***** PASSAGE GIVEN *****
Here in Bologna I have taken so many steps to learn Italian. First of all I want to say that THIS IS WHAT WORKS FOR ME. I am NOT saying anything about other people with these statements. That being said, I surround myself with the language as much as possible and do my best to remove myself from situations where I might talk English. From the very beginning, I set out to live with all Italians so that I would be speaking the language here in my apartment, and I found this place outside the city center while most exchange students would rather live within. Also I have foregone many of the programs and parties for exchange students in favor of other activities where I might better learn Italian, going instead to seminars or concerts and running with my housemate Marco instead of participating in the sports programs for exchange students. Every weekend there are organized opportunities for exchange students to go on guided trips to different parts of the country, but instead I do my own thing by using couchsurfing.com to go on my own to different parts of Italy and meeting Italians when I get there who I stay the night or weekend with. While many students in my Intensive Italian Course might continue to think of it as just a course, I make an effort in class to listen and work on the group activities, and I have used the Grammer Book for the class to study unfamiliar tenses which I see in my reading. This weekend I closed myself off from the rest of the world for quite some time to focus on reading Dante, which is more like reading a lot of comments about Dante, and while I did not understand much of it I eventually will. In class, I sit apart from other exchange students and make an effort to talk about the class material with other Italians. Every two weeks I have a dinner where I invite Italians and exchange students so that they might travel in harmony down a path of love and understanding. Last Friday I bought an Italian dictionary in Italian so that I might look up words but instead of just a regular definition I can also use this to learn the language.
This would be my advice to anyone who wants to live in Italy and learn Italian, which to me means not only learning the language but learning to live within the culture and get along with the people. Take EVERY STEP that you can to make sure that you learn the language, and even then the learning will occur slowly.
*****
### REQUIRED WORK
Reproduce everything from "This would be" down to "will occur slowly." in the account of learning Italian in Bologna, word for word.
***** LISTED ENTRIES *****
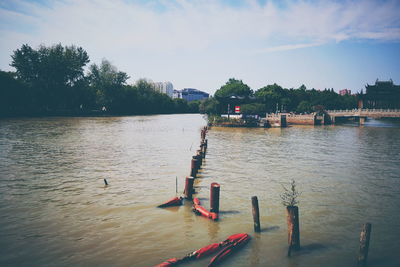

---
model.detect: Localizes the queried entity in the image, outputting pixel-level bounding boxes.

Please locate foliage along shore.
[0,44,357,117]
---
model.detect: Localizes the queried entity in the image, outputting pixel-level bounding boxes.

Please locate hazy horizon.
[0,0,400,94]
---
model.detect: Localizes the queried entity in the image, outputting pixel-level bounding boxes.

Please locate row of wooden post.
[251,196,372,267]
[184,127,220,218]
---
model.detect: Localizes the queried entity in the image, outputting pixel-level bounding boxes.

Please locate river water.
[0,115,400,266]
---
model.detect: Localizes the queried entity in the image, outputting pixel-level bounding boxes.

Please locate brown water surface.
[0,115,400,266]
*****
### EXPECTED OUTPUT
This would be my advice to anyone who wants to live in Italy and learn Italian, which to me means not only learning the language but learning to live within the culture and get along with the people. Take EVERY STEP that you can to make sure that you learn the language, and even then the learning will occur slowly.